• [Records for this exercise]:
====================
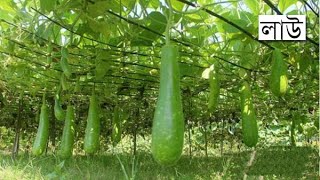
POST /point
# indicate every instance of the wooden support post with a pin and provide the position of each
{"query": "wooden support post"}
(205, 141)
(222, 139)
(135, 132)
(15, 149)
(53, 126)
====================
All that is needed is an exact copy of the entries above, minus the pictures.

POST /point
# indicate every instance of the wooden support post with a pin and provide the position of each
{"query": "wooden support post"}
(205, 141)
(222, 139)
(135, 132)
(15, 149)
(53, 126)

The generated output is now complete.